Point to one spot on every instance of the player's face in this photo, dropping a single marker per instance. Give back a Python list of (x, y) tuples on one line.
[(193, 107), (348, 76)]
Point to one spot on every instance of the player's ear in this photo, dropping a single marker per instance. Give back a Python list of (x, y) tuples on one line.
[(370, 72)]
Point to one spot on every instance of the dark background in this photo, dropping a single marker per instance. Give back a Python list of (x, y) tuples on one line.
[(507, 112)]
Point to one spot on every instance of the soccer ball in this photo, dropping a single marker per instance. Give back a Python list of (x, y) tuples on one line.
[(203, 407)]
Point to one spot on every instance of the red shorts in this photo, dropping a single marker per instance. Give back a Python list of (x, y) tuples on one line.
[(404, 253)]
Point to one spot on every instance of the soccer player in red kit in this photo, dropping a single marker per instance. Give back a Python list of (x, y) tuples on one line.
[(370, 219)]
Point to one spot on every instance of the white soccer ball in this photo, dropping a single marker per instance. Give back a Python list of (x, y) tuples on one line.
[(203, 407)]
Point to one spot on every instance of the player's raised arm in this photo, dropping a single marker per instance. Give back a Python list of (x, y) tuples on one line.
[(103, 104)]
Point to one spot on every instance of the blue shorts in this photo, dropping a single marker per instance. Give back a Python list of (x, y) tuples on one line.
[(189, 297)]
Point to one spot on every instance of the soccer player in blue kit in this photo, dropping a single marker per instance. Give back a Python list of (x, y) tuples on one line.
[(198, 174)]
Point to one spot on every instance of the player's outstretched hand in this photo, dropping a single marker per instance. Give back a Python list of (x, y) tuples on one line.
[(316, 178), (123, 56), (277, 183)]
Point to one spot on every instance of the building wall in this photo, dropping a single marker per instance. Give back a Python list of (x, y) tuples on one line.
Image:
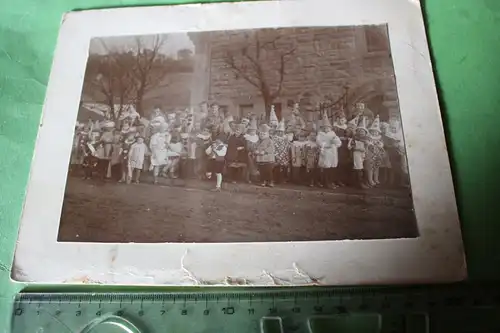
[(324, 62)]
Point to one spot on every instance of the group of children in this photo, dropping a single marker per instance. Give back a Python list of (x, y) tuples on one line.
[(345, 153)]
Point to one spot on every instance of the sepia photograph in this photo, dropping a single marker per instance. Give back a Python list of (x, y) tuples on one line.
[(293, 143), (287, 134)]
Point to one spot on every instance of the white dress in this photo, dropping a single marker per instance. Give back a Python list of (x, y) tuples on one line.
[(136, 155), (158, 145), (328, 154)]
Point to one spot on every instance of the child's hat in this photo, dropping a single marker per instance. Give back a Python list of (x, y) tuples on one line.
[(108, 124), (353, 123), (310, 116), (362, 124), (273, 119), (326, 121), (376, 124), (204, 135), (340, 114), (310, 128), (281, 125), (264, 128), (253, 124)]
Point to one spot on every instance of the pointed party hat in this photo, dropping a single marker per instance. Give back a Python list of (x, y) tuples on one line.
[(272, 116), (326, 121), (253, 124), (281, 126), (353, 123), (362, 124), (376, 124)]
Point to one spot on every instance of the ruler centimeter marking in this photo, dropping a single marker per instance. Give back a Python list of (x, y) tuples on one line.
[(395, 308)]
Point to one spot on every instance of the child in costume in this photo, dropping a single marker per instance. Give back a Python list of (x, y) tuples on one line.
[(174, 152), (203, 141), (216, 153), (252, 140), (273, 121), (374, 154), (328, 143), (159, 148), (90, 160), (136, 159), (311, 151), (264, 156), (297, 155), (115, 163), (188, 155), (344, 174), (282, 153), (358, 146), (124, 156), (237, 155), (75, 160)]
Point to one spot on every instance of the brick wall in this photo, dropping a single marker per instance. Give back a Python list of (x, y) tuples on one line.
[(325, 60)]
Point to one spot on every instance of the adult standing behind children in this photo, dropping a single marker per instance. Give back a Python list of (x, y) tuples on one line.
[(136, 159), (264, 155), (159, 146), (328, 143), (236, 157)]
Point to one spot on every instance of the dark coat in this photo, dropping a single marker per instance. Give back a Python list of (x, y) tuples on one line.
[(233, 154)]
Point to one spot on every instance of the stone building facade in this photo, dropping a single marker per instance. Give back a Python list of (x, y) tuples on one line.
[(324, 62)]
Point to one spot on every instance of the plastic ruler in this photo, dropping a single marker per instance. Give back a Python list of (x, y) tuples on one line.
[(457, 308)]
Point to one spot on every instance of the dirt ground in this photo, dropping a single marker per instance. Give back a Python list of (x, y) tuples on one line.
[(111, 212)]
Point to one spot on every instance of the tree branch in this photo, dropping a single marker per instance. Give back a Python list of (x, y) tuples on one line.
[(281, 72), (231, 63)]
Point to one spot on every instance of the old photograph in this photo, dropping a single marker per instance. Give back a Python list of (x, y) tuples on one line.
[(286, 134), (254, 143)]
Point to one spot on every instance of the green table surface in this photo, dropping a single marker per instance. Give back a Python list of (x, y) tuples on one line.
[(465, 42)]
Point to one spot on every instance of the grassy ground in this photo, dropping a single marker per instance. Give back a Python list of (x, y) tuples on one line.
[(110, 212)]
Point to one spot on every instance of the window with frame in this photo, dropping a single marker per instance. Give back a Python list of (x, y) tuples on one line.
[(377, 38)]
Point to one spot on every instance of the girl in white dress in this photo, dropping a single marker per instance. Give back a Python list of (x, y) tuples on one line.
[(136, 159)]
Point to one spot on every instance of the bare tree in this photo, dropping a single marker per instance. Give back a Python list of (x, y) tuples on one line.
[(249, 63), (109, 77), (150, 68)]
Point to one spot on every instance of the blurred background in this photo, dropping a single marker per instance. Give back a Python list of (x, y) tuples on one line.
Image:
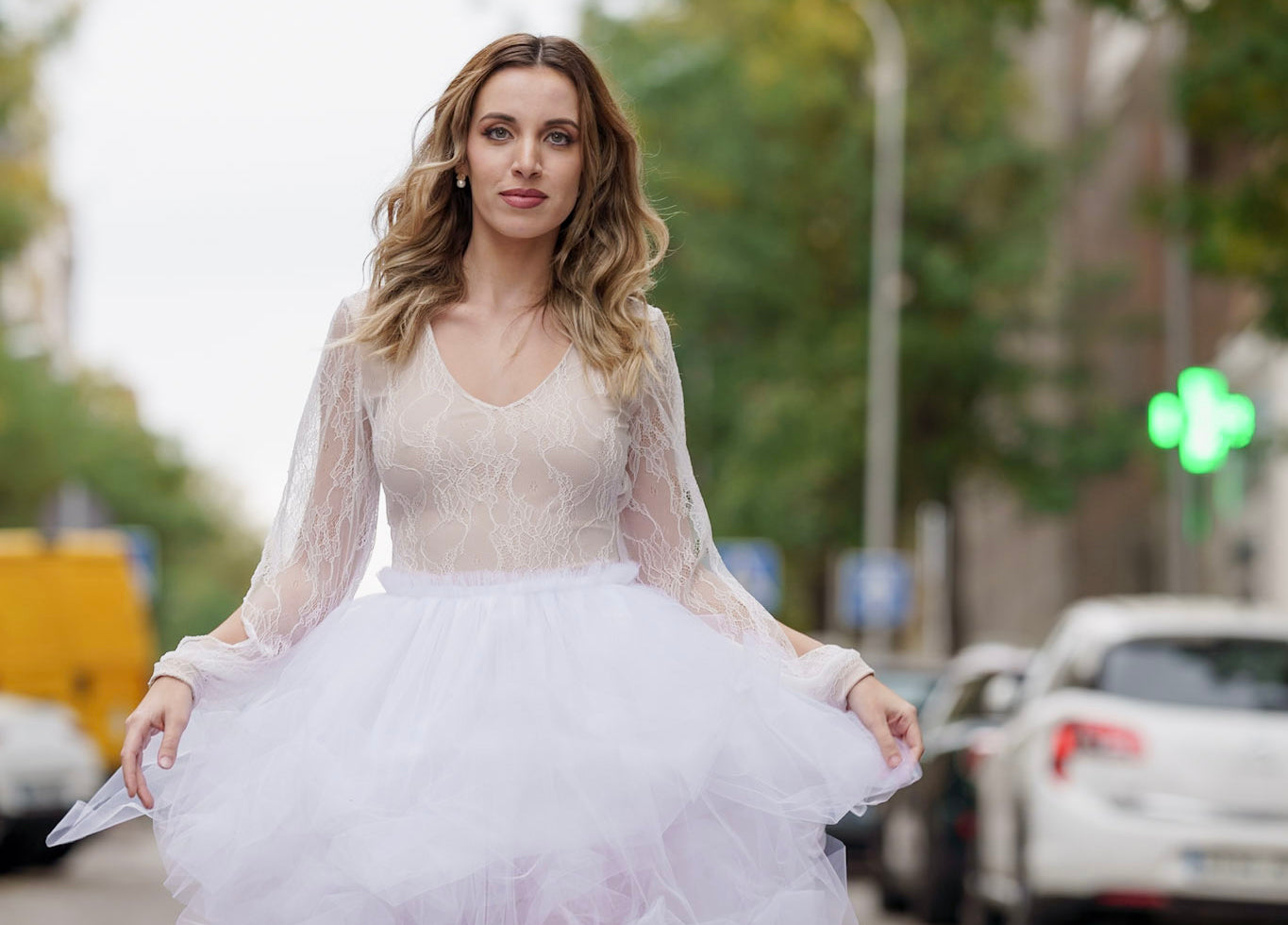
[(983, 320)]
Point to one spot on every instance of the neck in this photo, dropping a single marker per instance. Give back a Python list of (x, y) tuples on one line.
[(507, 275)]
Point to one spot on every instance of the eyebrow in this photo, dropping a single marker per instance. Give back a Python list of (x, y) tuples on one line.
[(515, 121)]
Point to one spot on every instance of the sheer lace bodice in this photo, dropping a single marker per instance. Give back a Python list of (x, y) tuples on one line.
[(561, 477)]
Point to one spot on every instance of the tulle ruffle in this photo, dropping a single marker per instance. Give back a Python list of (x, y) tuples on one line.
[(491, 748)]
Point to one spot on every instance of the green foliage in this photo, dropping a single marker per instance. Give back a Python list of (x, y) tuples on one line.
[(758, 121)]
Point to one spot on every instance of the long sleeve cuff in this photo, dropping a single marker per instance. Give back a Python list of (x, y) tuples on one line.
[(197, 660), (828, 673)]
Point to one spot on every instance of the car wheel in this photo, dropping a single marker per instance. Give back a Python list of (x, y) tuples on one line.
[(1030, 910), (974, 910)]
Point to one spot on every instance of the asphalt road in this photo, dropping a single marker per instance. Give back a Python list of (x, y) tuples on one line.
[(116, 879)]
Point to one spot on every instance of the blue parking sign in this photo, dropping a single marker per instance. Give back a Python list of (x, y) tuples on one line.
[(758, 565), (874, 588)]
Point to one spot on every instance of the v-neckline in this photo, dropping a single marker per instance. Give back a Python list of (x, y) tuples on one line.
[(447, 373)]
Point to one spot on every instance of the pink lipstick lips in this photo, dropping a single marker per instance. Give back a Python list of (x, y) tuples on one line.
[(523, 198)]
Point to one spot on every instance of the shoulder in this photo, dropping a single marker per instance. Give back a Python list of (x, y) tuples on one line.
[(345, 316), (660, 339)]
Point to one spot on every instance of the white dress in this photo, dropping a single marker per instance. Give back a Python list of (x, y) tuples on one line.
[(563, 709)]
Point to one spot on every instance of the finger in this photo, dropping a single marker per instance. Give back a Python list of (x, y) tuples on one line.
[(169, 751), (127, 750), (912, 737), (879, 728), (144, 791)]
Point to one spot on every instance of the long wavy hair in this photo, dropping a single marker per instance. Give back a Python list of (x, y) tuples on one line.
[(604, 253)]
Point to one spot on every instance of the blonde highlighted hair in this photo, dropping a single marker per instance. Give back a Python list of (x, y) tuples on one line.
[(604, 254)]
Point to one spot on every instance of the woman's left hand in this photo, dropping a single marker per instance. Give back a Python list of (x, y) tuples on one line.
•••••
Your instructions. Send back exactly, with nothing added, the lines from the first line of the material above through the line holding "Point to one spot on every instance of the building"; both ends are included.

Answer area.
Point to one spot on every instance of the player's face in this photo, dropping a single marker per instance. Give back a Python list of (x, y) tuples on one line.
[(193, 107), (348, 76)]
Point to one spot on every instance of the player's ear in this photo, dropping a single marker per instance. Give back a Python list of (x, y) tuples on one line.
[(370, 72)]
Point to one spot on every instance of the dark background in this photo, dropping a single marker per instance. Give back a Python list of (x, y) tuples on one line.
[(507, 112)]
Point to one spot on every instance of the soccer ball in this photo, dropping a single marker per instance. Give back a Python list of (x, y) tuples on one line.
[(203, 407)]
Point to one spot on every instance of the red shorts in this photo, dropping a single marker per instance. Give back a Python list of (x, y) tuples on one line.
[(404, 253)]
Point to one spot on every instance of the soccer player in red kit in this photo, dropping a single marker per instance. Give back a Python list of (x, y) tuples on one line.
[(370, 219)]
Point to one spot on every instance of the white soccer ball in this photo, dropping a single marker per instance. Give back a Python list of (x, y) tuples on one line.
[(203, 407)]
Point to one spot on every instance of the player's raised arm in this photo, dropping a single marker per instance. Give back a Python list of (x, y) tuples on one line.
[(103, 104)]
Point to one spot on every instance of the blue shorts in this photo, dropping a single marker per instance. Give back a Python list of (x, y) tuples on one line.
[(189, 297)]
Point to one spot on every instance of the soccer player in blue kit in this photo, dropping a single marker per instance. Give back a Python list of (x, y) tuples on one line.
[(198, 174)]
Point to one spot on every instance of the player's outstretched hand in this photo, dropping a single marker per instance. Give back a Python list of (x, y) tuples on one line.
[(316, 178), (123, 56), (277, 183)]
Point to one spot on every instance of the building wall in this photo, dropping a single marker per instance. Give back a Python list of (x, y) tuples on one line.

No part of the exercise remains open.